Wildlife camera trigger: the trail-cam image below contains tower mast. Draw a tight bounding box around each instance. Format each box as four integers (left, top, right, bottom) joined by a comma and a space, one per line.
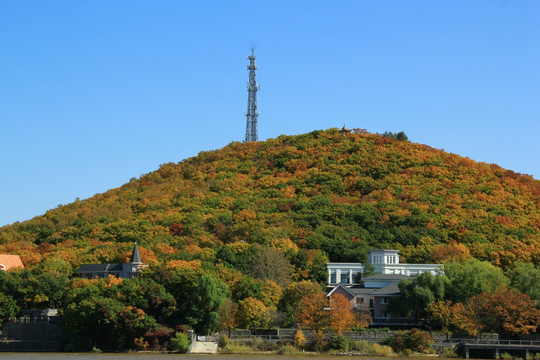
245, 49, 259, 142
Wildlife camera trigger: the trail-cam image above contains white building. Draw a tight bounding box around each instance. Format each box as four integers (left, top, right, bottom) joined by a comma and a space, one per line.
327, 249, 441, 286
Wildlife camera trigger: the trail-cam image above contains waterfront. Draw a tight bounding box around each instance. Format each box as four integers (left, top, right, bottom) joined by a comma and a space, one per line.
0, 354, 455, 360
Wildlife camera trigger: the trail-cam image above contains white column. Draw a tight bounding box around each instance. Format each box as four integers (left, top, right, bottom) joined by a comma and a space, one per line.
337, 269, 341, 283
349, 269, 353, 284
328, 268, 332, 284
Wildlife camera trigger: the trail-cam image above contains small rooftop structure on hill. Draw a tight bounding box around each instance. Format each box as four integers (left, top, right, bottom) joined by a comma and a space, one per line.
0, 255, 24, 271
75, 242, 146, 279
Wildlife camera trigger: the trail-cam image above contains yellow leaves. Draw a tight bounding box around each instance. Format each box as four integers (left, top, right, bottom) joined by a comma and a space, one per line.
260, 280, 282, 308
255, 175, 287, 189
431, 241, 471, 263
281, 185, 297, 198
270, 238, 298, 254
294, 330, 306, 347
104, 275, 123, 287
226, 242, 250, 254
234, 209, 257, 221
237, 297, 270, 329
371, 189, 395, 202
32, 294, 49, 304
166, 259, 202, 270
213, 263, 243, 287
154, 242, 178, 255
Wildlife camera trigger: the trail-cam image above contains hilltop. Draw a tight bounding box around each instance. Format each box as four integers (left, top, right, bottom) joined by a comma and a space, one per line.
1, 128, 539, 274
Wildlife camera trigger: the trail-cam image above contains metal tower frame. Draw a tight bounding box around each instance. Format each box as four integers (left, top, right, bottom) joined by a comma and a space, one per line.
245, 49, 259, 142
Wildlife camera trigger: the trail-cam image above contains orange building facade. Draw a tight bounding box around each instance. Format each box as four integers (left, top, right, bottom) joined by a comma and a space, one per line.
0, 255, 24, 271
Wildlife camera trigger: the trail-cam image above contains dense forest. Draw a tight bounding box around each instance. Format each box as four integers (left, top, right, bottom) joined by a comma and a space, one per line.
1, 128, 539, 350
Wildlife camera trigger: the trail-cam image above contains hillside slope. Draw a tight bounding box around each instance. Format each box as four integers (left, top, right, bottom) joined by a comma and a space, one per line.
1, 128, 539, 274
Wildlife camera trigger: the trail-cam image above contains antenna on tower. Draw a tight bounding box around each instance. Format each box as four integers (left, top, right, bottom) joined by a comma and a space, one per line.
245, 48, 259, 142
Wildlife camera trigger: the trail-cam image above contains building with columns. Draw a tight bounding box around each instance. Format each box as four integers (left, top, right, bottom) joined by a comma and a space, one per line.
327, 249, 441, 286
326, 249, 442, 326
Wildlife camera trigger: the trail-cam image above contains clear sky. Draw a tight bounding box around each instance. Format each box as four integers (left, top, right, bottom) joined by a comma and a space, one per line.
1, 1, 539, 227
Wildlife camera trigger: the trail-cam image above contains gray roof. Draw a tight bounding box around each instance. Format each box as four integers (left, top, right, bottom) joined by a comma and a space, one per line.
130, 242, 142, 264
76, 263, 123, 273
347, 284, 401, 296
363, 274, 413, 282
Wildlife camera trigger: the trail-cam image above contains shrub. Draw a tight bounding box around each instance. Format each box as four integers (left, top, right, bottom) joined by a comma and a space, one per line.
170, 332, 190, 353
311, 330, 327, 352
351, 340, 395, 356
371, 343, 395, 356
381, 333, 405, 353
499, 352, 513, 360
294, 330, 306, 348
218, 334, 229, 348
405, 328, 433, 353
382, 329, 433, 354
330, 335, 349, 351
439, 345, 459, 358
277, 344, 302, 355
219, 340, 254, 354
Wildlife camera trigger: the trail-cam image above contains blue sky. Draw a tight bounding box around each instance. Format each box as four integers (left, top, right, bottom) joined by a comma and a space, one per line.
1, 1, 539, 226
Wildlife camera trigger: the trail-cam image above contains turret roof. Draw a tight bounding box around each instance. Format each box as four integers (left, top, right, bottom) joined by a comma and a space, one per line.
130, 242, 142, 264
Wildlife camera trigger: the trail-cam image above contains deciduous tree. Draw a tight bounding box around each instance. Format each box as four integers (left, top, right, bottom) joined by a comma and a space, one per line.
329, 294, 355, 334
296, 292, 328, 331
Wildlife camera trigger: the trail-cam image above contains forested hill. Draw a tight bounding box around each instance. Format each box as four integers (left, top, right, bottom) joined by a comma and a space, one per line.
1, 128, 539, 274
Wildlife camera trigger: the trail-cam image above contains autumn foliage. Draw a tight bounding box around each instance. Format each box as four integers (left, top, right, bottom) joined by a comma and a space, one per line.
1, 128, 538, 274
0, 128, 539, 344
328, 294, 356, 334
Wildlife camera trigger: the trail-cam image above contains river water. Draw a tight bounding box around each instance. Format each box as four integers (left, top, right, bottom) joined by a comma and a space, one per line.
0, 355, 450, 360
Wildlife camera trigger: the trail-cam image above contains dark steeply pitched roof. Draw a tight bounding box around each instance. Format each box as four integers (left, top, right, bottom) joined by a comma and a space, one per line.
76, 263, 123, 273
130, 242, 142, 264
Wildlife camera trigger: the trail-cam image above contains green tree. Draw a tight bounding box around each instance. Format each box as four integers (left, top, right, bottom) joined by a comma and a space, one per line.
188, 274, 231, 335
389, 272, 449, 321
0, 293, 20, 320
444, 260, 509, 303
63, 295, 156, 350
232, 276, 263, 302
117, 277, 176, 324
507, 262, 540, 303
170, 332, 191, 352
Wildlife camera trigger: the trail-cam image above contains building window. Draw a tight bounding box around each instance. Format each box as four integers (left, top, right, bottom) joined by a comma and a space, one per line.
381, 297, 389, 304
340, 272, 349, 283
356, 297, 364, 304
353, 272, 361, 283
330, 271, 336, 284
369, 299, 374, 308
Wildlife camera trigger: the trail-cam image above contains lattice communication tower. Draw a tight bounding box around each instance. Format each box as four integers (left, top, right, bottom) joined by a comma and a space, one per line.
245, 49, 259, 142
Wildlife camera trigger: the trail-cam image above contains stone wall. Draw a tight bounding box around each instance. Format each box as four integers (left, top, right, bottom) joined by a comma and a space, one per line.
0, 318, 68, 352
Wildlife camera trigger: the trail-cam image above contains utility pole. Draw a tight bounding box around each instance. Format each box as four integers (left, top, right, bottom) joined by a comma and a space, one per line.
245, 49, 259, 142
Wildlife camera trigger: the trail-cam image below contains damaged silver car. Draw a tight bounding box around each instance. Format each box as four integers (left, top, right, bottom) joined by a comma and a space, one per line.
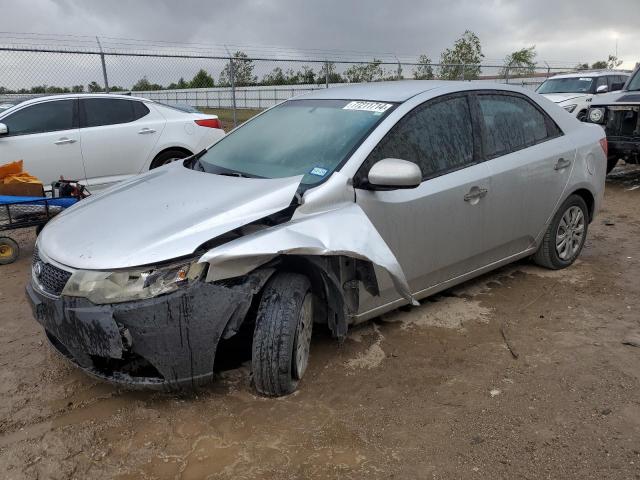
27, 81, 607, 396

—————

Work to complete:
Write out the whole listing again, exactly, with no pictures.

Solution to this task:
Wildlife camera trigger: the trail-cam image below contains tower mast. Draw a tight bounding box around each instance. Format each box as four integers (left, top, right, bottom) joined by a comma and a space, one per line.
245, 49, 259, 142
Wildlife camera trigger: the trail-cam image above contains white building. Draw a tight bounding box around each instance. Format each box as four integers (left, top, right, bottom) joined by a comma and a space, one per line.
327, 249, 441, 286
Wildlife camera trigger: the trail-cam image above contains waterfront. Draw a tight bounding box around each instance. Format each box as four integers (left, top, right, bottom) joined by a comma and a space, one per line.
0, 354, 455, 360
Wildlife camera trigger: the trail-cam image above contains white column. Draw a tight bounding box around each instance. Format each box as four integers (left, top, right, bottom) joined by a comma and a space, one per line.
337, 269, 341, 283
349, 269, 353, 284
328, 268, 332, 284
Wildlife camera trigger: the trail-cam image above contains small rooftop structure on hill. Draw a tight bounding box around each instance. Format each box as four integers (left, top, right, bottom) joined by a comma and a space, one per line.
0, 255, 24, 271
75, 242, 146, 279
Wildlife camera trigger: the trail-cam image above contains yellow leaves. Draw a tight bounding box around each instance. Format each box as four integers (left, top, right, bottom) joined by a comma and a space, one per line.
260, 280, 282, 308
255, 175, 287, 189
431, 241, 471, 263
281, 185, 297, 198
270, 238, 298, 254
294, 330, 306, 347
104, 275, 123, 287
226, 242, 250, 254
234, 209, 257, 221
237, 297, 270, 329
371, 189, 395, 202
32, 294, 49, 304
166, 259, 202, 270
213, 263, 243, 287
154, 242, 178, 255
Wildlife camera trigger: the trail-cam image above contains hilltop. Draw a tight bounding box around each instance. Format each box as four integers (left, top, right, bottom) joined by a comma and a space, one per line.
1, 128, 539, 274
Wildlife camera trigger: the trail-cam image above contains metal tower frame. Draw a tight bounding box around each instance. Format each box as four integers (left, top, right, bottom) joined by a comma and a space, one per line.
245, 49, 259, 142
Wildlife camera trigger: the trail-cam image above contains orange building facade. Draw a tight bounding box around each instance. Format each box as four integers (left, top, right, bottom) joined by a comma and a space, one per line.
0, 255, 24, 271
Wildlife camera trigger: the trail-cam image above contains dense forest. Draw a tight bounding box around each instance. Format each box as four integers (left, top, right, bottom) joined by a comma and a space, one per line.
1, 128, 539, 350
Wildlife camera trigger: the trail-cam image above contains hillside slope. Draw a tight bounding box around each instance. Format each box as four integers (left, top, right, bottom) joined by a comma and a space, one per line.
1, 128, 539, 274
Wildlife camera trigger: the trail-cam image above contains antenna on tower. Draw a tight bounding box around each instance. Format each box as four integers (left, top, right, bottom) joined by a comma and a space, one per line.
245, 48, 259, 142
Wildlife camera trigger: the trail-cam image above contains building with columns. Draw a tight bounding box around each instance. Format each box as four integers (left, top, right, bottom) joined by a comma and a space, one per line.
327, 249, 441, 286
326, 249, 442, 326
Wildlife camera trigger: the trail-cam image above contains clear sky. Draw a tight bounding box around each instance. Format each box as four integers (left, top, right, bottom) joined by a comma and a space, one per line.
1, 1, 539, 227
Wildlife camera trigger: the trail-cam image above contains gray roof. Draw a tight bounding box around each instance. Format each box as four integers (left, top, right, bottom) joined by a comma and a space, one per line.
130, 242, 142, 264
76, 263, 123, 273
347, 284, 401, 296
363, 274, 413, 282
Wildlife camera trigger: the trail-cam image above contains shrub. Draw a tight bounding box around each instance. Format each box as four integers (left, top, right, bottom) joined by a comma and a space, one per line.
170, 332, 190, 353
311, 330, 327, 352
351, 340, 395, 356
371, 343, 395, 356
381, 333, 405, 353
499, 352, 513, 360
294, 330, 306, 348
218, 334, 229, 348
405, 328, 433, 353
382, 329, 433, 354
330, 335, 349, 351
439, 345, 459, 358
277, 344, 302, 355
219, 340, 254, 354
Wildlife camera trigger: the trail-cam image above contains blue sky. Draw a tight bounding box around each instance. Format each box as four integers (left, top, right, bottom) joined by a comma and a space, one per line.
1, 1, 539, 226
Wildlife camera trigger: the trail-cam image above contains turret roof. Draw a tight bounding box around each instance. Format each box as four integers (left, top, right, bottom) joined by a comma and a space, one per line.
130, 242, 142, 264
Wildlife camera trigger: the trail-cam image above contains deciduous tree. Draw a tight bounding box around each instance. Format each box as four integers (left, top, right, bottom) joined by a comma and a space, one per line.
329, 294, 355, 334
296, 292, 328, 331
Wildlife camera trigger: the trail-cam image above contains forested hill. Draw a tight bounding box around each instance. Format each box as four integers (left, top, right, bottom) joined by a comma and a space, one per line.
1, 128, 539, 274
Wildlife camera trigger: the trail-cam image above contains autumn foliage. Draw a tight bounding box around each instance. Format each box as four integers (left, top, right, bottom) joined by a comma and a space, one per line.
1, 128, 538, 274
0, 128, 539, 344
328, 294, 356, 334
Wildlife camera trigger: the trail-cam image above contains river water. Draw a tight bounding box around each instance. Format each box as four integers (left, top, right, bottom) joined by a comma and a space, one per line.
0, 355, 450, 360
Wildlife camera trigger: the trail-cam image above contains dark steeply pitched roof. Draw a tight bounding box around each instance. Format each box as four integers (left, top, right, bottom) joined by a comma and a space, one per line.
76, 263, 123, 273
130, 242, 142, 264
Wildlife camera trigger: the trail-cam image above contains green tree. Draw a tight bounding box around each instance. Format each box as four integers (left, top, right, bottom) joined by a comma and a space, one per line.
188, 274, 231, 335
389, 272, 449, 321
0, 293, 20, 320
444, 260, 509, 303
63, 295, 156, 350
232, 276, 263, 302
117, 277, 176, 324
507, 262, 540, 303
170, 332, 191, 352
Wildlife camera trigger: the trail-cam image above contains building window. Draw a tight bounding box around each instance. Format each box as four integers (left, top, right, bottom) joined by a comma and a space, one per line.
381, 297, 389, 304
340, 272, 349, 283
356, 297, 364, 304
353, 272, 361, 283
330, 271, 336, 284
369, 299, 374, 308
Wildlife camera trigger: the trail-cam image above contains lattice communication tower. Draw a tight bounding box around each instance. Format each box as four integers (left, top, right, bottom) joined by a comma and a space, one per line.
245, 49, 259, 142
Wildlife camera trigger: the trail-cam image above contains stone wall. Draw a tight bounding box around each instance. Format each box as four integers (left, top, right, bottom) joined by a comma and a space, one per line.
0, 318, 68, 352
Wildlife camera trigger: the trail-cam image above contains utility pole. Draw a tight bounding box around each instance. Format each box as four integers (left, top, right, bottom) joined by a comma and a space, one per line.
245, 49, 259, 142
Wildlife camera trigger: the trail-cam image below contains damaged silver car. Draw a tight bounding box around each instance. Format each box as four integers (left, top, right, bottom) joined by a comma and a space, one per line.
27, 81, 607, 396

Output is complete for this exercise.